→ Problem:
Find all lines in the records that include the word "truck", and copy them out.

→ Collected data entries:
--------------------------------------------------
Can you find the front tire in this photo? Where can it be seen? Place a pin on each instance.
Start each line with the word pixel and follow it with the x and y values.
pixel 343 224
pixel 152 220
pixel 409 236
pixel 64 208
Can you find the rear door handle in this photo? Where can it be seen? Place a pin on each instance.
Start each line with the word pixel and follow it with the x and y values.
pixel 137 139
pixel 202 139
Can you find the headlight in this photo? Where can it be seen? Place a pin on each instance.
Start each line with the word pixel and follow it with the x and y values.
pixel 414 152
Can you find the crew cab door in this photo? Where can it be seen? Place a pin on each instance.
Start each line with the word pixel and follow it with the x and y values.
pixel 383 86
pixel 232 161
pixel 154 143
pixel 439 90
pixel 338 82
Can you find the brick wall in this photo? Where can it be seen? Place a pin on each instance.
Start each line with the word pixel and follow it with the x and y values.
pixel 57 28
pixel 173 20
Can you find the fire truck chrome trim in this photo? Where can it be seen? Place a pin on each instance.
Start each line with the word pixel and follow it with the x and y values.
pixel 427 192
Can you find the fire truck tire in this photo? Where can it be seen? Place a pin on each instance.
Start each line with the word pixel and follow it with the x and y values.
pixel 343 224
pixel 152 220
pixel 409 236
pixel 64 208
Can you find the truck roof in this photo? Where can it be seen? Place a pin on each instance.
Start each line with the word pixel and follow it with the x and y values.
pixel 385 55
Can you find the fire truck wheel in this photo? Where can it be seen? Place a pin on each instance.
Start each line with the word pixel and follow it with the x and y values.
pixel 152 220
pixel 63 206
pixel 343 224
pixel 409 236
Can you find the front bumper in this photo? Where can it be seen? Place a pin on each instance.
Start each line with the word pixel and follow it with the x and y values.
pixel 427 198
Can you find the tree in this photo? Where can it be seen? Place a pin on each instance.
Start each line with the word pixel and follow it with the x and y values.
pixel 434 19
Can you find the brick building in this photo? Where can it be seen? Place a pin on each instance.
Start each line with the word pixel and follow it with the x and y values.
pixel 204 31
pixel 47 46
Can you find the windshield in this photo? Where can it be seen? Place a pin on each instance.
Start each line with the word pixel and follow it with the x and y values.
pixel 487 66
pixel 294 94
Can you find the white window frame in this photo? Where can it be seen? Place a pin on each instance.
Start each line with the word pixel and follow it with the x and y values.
--------------------------------------------------
→ Output below:
Can you find the fire truck chrome trim in this photo? Where can it be seen? Place a pin on each instance.
Can you find the fire truck tire in this photo? Where can it be seen? Place a pin on each instance.
Can you find the truck roof in this photo? Where can it be seen? Place a pin on each instance.
Can you find the fire truck wheel in this photo? Where can it be seen? Place a pin on each instance.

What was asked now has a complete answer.